** Goal of the exercise **
Arrange the lines of every item below as a numbered list, skipping blank lines and leaving out the picture lines.

#####

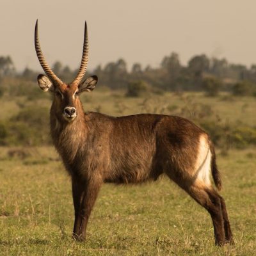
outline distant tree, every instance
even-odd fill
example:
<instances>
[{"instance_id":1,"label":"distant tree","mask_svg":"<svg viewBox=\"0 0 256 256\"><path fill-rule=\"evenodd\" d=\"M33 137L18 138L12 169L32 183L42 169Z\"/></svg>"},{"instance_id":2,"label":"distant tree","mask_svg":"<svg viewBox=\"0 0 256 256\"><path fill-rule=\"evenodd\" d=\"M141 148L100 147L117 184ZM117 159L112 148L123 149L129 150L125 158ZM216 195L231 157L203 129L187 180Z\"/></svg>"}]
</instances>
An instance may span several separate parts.
<instances>
[{"instance_id":1,"label":"distant tree","mask_svg":"<svg viewBox=\"0 0 256 256\"><path fill-rule=\"evenodd\" d=\"M166 88L177 89L177 81L180 77L182 66L180 63L179 54L172 52L168 56L165 56L162 60L161 66L166 71L164 78Z\"/></svg>"},{"instance_id":2,"label":"distant tree","mask_svg":"<svg viewBox=\"0 0 256 256\"><path fill-rule=\"evenodd\" d=\"M232 93L236 96L248 96L255 95L256 84L248 81L242 81L235 84Z\"/></svg>"},{"instance_id":3,"label":"distant tree","mask_svg":"<svg viewBox=\"0 0 256 256\"><path fill-rule=\"evenodd\" d=\"M203 72L209 71L210 60L205 54L196 55L190 59L188 68L196 77L200 77Z\"/></svg>"},{"instance_id":4,"label":"distant tree","mask_svg":"<svg viewBox=\"0 0 256 256\"><path fill-rule=\"evenodd\" d=\"M123 59L116 62L108 63L104 70L106 83L109 87L124 88L127 81L127 71L126 62Z\"/></svg>"},{"instance_id":5,"label":"distant tree","mask_svg":"<svg viewBox=\"0 0 256 256\"><path fill-rule=\"evenodd\" d=\"M136 81L128 83L127 97L140 97L148 91L148 85L143 81Z\"/></svg>"},{"instance_id":6,"label":"distant tree","mask_svg":"<svg viewBox=\"0 0 256 256\"><path fill-rule=\"evenodd\" d=\"M225 77L228 76L228 63L226 59L218 60L213 58L211 60L210 72L219 77Z\"/></svg>"},{"instance_id":7,"label":"distant tree","mask_svg":"<svg viewBox=\"0 0 256 256\"><path fill-rule=\"evenodd\" d=\"M132 67L132 74L140 74L142 72L141 65L140 63L134 63Z\"/></svg>"},{"instance_id":8,"label":"distant tree","mask_svg":"<svg viewBox=\"0 0 256 256\"><path fill-rule=\"evenodd\" d=\"M204 78L202 85L207 96L215 97L218 95L222 83L217 77L209 77Z\"/></svg>"}]
</instances>

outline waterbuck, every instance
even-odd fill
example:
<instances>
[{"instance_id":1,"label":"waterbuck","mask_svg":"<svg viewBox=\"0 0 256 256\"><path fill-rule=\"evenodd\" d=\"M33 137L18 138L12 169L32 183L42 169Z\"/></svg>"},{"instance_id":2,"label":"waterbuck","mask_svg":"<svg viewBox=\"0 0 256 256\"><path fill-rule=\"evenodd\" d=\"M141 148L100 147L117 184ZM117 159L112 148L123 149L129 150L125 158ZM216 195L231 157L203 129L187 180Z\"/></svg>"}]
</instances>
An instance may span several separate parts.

#####

** Task solution **
1. outline distant tree, every instance
2. even-odd fill
3. example:
4. <instances>
5. [{"instance_id":1,"label":"distant tree","mask_svg":"<svg viewBox=\"0 0 256 256\"><path fill-rule=\"evenodd\" d=\"M33 137L18 138L12 169L32 183L42 169Z\"/></svg>"},{"instance_id":2,"label":"distant tree","mask_svg":"<svg viewBox=\"0 0 256 256\"><path fill-rule=\"evenodd\" d=\"M141 148L100 147L117 184ZM117 159L112 148L123 149L129 150L125 158ZM216 195L231 157L203 129L187 180Z\"/></svg>"}]
6. </instances>
7. An instance may span several separate parts.
8. <instances>
9. [{"instance_id":1,"label":"distant tree","mask_svg":"<svg viewBox=\"0 0 256 256\"><path fill-rule=\"evenodd\" d=\"M166 88L177 89L177 81L180 77L182 66L180 63L179 54L172 52L168 56L165 56L162 60L161 66L166 71L164 78Z\"/></svg>"},{"instance_id":2,"label":"distant tree","mask_svg":"<svg viewBox=\"0 0 256 256\"><path fill-rule=\"evenodd\" d=\"M232 93L236 96L248 96L255 95L256 84L248 81L242 81L235 84Z\"/></svg>"},{"instance_id":3,"label":"distant tree","mask_svg":"<svg viewBox=\"0 0 256 256\"><path fill-rule=\"evenodd\" d=\"M203 72L209 71L210 60L205 54L196 55L190 59L188 68L196 77L200 77Z\"/></svg>"},{"instance_id":4,"label":"distant tree","mask_svg":"<svg viewBox=\"0 0 256 256\"><path fill-rule=\"evenodd\" d=\"M123 59L116 62L108 63L104 70L106 83L109 87L124 88L127 81L127 71L126 62Z\"/></svg>"},{"instance_id":5,"label":"distant tree","mask_svg":"<svg viewBox=\"0 0 256 256\"><path fill-rule=\"evenodd\" d=\"M136 81L128 83L127 97L140 97L148 91L148 85L143 81Z\"/></svg>"},{"instance_id":6,"label":"distant tree","mask_svg":"<svg viewBox=\"0 0 256 256\"><path fill-rule=\"evenodd\" d=\"M225 77L228 76L228 63L226 59L218 60L213 58L211 60L210 72L219 77Z\"/></svg>"},{"instance_id":7,"label":"distant tree","mask_svg":"<svg viewBox=\"0 0 256 256\"><path fill-rule=\"evenodd\" d=\"M132 67L132 74L140 74L142 72L141 65L140 63L134 63Z\"/></svg>"},{"instance_id":8,"label":"distant tree","mask_svg":"<svg viewBox=\"0 0 256 256\"><path fill-rule=\"evenodd\" d=\"M204 78L202 85L207 96L215 97L218 95L222 83L217 77L209 77Z\"/></svg>"}]
10. </instances>
11. outline waterbuck, every instance
12. even-odd fill
13. example:
14. <instances>
15. [{"instance_id":1,"label":"waterbuck","mask_svg":"<svg viewBox=\"0 0 256 256\"><path fill-rule=\"evenodd\" d=\"M33 137L18 138L12 169L32 183L42 169Z\"/></svg>"},{"instance_id":2,"label":"waterbuck","mask_svg":"<svg viewBox=\"0 0 256 256\"><path fill-rule=\"evenodd\" d=\"M141 148L100 147L117 184ZM117 159L112 148L123 149L129 150L125 158ZM216 195L231 157L203 129L187 180Z\"/></svg>"}]
16. </instances>
17. An instance may span several separate parts.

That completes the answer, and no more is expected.